Convierte en una tabla Markdown todo lo que va desde el comienzo de los datos siguientes hasta la línea que contiene "329;156;349;206", con ambos extremos incluidos. Pon el número de fila en la columna Nro y el texto de cada línea en la columna Línea, y omite las líneas en blanco.

.....

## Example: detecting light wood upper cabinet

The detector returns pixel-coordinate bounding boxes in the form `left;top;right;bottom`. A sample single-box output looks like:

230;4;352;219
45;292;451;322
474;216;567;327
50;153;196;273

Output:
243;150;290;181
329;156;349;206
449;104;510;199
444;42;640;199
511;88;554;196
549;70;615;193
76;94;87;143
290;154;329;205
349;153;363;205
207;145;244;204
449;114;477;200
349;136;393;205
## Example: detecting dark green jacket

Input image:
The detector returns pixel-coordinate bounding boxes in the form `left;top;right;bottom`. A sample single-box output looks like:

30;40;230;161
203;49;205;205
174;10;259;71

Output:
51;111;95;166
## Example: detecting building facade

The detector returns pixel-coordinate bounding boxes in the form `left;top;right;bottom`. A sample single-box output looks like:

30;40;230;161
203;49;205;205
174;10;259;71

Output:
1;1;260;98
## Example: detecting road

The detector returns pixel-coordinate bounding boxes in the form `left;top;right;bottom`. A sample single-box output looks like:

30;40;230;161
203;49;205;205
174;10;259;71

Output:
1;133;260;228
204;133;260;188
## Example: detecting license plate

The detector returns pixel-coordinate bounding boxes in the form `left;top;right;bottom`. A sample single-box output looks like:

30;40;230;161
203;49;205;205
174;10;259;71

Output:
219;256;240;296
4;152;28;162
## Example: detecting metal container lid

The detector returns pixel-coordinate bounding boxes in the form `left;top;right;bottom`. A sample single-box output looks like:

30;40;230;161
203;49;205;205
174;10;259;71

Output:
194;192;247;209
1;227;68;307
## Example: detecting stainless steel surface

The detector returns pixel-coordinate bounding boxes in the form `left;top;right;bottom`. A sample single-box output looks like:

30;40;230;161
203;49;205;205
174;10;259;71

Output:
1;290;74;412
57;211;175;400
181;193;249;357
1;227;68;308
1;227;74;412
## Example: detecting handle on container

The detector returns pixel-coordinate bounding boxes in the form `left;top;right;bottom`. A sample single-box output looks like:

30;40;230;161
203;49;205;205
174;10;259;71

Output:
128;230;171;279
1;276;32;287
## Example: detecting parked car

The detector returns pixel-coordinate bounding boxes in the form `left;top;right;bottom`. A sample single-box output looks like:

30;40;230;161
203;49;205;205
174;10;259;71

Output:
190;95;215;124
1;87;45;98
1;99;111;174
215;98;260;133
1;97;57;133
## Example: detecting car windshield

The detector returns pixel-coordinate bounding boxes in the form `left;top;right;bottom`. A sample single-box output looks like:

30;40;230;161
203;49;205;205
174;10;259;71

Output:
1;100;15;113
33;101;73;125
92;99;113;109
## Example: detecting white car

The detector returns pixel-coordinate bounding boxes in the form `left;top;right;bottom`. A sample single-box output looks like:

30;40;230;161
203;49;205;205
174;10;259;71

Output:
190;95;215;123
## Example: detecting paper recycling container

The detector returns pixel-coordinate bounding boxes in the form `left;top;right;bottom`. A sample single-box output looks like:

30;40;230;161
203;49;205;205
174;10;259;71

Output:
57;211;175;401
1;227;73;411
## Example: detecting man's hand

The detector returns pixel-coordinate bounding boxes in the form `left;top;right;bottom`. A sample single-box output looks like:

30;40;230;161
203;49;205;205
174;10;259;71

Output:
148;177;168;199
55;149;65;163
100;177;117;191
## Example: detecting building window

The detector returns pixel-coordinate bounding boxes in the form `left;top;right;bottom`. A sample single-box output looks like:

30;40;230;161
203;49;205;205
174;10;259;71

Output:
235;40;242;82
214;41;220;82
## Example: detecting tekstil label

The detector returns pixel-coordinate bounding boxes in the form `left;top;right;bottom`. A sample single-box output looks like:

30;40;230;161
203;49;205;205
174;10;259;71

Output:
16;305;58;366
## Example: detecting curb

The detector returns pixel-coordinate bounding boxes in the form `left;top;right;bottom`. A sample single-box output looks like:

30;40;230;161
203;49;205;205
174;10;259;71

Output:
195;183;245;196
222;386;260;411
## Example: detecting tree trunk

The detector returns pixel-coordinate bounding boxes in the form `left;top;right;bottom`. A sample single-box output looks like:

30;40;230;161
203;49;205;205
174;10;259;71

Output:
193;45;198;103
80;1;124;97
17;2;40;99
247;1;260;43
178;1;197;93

.....

> [Resultado correcto]:
| Nro | Línea |
|---|---|
| 1 | ## Example: detecting light wood upper cabinet |
| 2 | The detector returns pixel-coordinate bounding boxes in the form `left;top;right;bottom`. A sample single-box output looks like: |
| 3 | 230;4;352;219 |
| 4 | 45;292;451;322 |
| 5 | 474;216;567;327 |
| 6 | 50;153;196;273 |
| 7 | Output: |
| 8 | 243;150;290;181 |
| 9 | 329;156;349;206 |